▸ **Brano selezionato**
- - - -

Per ragionare in termini sintetici e generali di principi, prospettive e battaglia culturale relativamente al diritto/dovere delle famiglie e dei genitori italiani all’educazione e istruzione dei propri figli, vale la pena illustrare brevemente quali sono i principi che la Dottrina sociale della Chiesa (DSC) propone in materia di educazione e libertà scolastica.
Quindi possiamo sintetizzare l’insegnamento del Magistero sull’educazione, in prima generale approssimazione, ricorrendo ai due seguenti principi ribaditi appunto dalConcilio Vaticano II, ovvero:
– la famiglia è la prima scuola di vita cristiana e «una scuola di umanità più ricca» (Costituzione Pastorale sulla Chiesa nel mondo contemporaneo, Gaudium et spes, 7 dicembre 1965, n. 52);
– i genitori sono i primi e principali educatori dei loro figli (Dichiarazione sull’educazione cristiana, Gravissimum educationis, 28 ottobre 1965, n. 3).

- - - -

▸ **Dati da analizzare**
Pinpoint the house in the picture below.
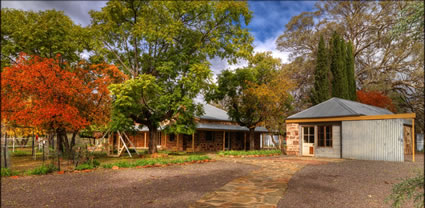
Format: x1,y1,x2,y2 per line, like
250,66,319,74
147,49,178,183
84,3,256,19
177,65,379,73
108,104,274,155
286,98,415,161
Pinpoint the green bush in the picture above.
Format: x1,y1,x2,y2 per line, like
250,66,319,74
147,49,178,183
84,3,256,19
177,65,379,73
1,168,19,177
11,150,32,157
218,150,282,156
75,160,100,170
386,171,424,208
27,164,57,175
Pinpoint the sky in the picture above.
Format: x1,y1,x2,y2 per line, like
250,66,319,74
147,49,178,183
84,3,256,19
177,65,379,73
1,1,315,75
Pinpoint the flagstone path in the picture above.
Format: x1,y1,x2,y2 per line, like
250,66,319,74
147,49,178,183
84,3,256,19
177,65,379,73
189,156,341,208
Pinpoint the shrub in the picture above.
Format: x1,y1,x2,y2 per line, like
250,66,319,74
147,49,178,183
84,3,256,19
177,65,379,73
27,164,57,175
102,155,210,168
75,163,93,170
12,150,32,157
1,168,18,177
387,171,424,208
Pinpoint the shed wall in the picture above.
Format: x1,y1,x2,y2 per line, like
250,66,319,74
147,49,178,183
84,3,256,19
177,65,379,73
314,125,341,158
341,119,404,161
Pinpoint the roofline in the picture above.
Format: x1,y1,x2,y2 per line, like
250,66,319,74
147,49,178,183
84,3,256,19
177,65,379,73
196,128,269,133
286,113,416,123
196,117,230,122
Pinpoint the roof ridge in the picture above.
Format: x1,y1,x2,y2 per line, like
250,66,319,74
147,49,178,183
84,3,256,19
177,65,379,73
334,97,359,114
338,98,392,113
288,98,332,118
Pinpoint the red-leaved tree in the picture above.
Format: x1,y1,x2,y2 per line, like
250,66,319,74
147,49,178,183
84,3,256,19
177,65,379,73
1,54,125,152
357,90,396,112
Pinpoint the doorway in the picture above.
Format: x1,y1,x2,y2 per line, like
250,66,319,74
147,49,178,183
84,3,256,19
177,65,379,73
224,132,232,150
302,126,314,156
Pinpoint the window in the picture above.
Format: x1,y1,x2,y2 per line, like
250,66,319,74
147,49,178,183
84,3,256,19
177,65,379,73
304,126,314,143
205,131,213,142
317,126,332,147
168,134,176,142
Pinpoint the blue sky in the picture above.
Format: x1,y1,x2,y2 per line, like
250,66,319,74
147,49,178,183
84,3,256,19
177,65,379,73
1,1,316,71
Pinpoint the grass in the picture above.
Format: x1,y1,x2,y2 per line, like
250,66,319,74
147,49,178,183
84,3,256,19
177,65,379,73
1,168,19,177
10,150,31,157
75,160,100,170
218,150,282,156
102,155,211,168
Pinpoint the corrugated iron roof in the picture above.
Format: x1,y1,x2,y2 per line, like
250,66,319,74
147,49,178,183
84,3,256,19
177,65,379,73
136,104,268,132
288,97,393,119
200,104,231,121
196,123,268,132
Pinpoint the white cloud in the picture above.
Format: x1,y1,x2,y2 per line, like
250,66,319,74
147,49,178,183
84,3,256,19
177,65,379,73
1,1,106,26
250,33,289,64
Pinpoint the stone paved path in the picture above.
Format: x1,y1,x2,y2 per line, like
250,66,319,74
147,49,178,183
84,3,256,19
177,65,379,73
189,156,338,208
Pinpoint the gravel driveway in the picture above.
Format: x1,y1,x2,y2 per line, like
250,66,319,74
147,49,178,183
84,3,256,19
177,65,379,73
1,161,258,208
278,154,424,208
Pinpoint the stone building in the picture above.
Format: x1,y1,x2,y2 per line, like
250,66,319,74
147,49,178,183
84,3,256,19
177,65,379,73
109,104,268,152
286,98,415,161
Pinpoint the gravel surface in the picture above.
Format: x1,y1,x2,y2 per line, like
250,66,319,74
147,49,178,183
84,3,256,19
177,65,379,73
1,161,258,208
278,154,424,208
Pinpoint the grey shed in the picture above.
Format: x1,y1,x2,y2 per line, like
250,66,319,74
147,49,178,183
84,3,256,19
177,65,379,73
286,98,416,161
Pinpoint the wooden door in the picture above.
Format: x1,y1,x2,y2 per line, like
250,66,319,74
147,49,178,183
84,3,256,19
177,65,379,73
302,126,314,156
403,126,412,155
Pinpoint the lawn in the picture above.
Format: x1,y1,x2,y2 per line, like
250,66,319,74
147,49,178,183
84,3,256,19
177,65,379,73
2,148,210,176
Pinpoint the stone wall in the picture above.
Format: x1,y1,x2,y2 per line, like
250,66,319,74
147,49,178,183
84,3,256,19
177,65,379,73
286,123,300,155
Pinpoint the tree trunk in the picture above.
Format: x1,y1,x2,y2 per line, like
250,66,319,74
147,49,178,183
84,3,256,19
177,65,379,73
148,126,158,154
62,130,71,153
248,127,255,150
69,131,78,150
56,129,63,154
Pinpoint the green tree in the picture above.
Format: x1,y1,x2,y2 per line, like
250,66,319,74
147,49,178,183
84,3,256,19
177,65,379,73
1,8,89,69
345,41,357,101
330,32,348,99
90,1,252,153
392,1,424,42
207,53,292,150
312,36,330,105
276,1,424,131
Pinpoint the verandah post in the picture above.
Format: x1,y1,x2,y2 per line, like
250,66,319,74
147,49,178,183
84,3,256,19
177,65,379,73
243,132,246,151
223,131,226,151
145,131,147,147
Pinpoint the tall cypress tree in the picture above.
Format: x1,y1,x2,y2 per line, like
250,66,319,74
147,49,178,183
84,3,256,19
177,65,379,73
330,32,349,99
312,36,330,105
345,41,357,100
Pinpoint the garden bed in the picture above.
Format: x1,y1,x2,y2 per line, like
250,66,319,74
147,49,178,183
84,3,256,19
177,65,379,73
218,150,282,157
102,155,210,169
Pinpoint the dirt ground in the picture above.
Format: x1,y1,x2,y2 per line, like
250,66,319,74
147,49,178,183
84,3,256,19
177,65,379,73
1,161,258,207
278,154,424,208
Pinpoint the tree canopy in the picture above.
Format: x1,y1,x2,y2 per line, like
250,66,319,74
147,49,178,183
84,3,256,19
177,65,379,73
207,53,292,149
276,1,424,131
1,8,89,69
1,54,125,154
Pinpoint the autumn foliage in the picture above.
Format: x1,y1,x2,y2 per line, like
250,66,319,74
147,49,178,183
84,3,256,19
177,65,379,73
1,54,125,131
357,90,396,112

- - - -

▸ **Attività da svolgere**
(a) Riproduci senza modifiche la parte del brano sull'educazione che inizia da "Quindi possiamo sintetizzare" e finisce con "1965, n. 3).".
(b) Spiega in una-tre frasi per quale motivo, secondo il brano sull'educazione, vale la pena illustrare i principi proposti dalla Dottrina sociale della Chiesa.
(c) Prosegui il brano sull'educazione a partire dal punto in cui si interrompe.

▸ **Risposte scritte**
(a)
Quindi possiamo sintetizzare l’insegnamento del Magistero sull’educazione, in prima generale approssimazione, ricorrendo ai due seguenti principi ribaditi appunto dalConcilio Vaticano II, ovvero:
– la famiglia è la prima scuola di vita cristiana e «una scuola di umanità più ricca» (Costituzione Pastorale sulla Chiesa nel mondo contemporaneo, Gaudium et spes, 7 dicembre 1965, n. 52);
– i genitori sono i primi e principali educatori dei loro figli (Dichiarazione sull’educazione cristiana, Gravissimum educationis, 28 ottobre 1965, n. 3).

(b) Illustrarli serve a ragionare in termini sintetici e generali di principi, prospettive e battaglia culturale. Il tema è il diritto/dovere delle famiglie e dei genitori italiani all'educazione e all'istruzione dei propri figli.

(c)
Il Catechismo della Chiesa Cattolica del 1992 trae questa conseguenza dai due fondamentali principi della DSC prima detti (ovvero famiglia “prima scuola” umana e cristiana e genitori principali educatori dei figli): «i genitori hanno il diritto di scegliere per loro una scuola rispondente alle proprie convinzioni» (n. 2229). Sembra ovvio ma, anche in Italia, questo diritto-dovere dei padri e delle madri è contraddetto in radice dall’ingiustizia che li vede pagare, a differenza degli altri cittadini con figli, le tasse scolastiche due volte.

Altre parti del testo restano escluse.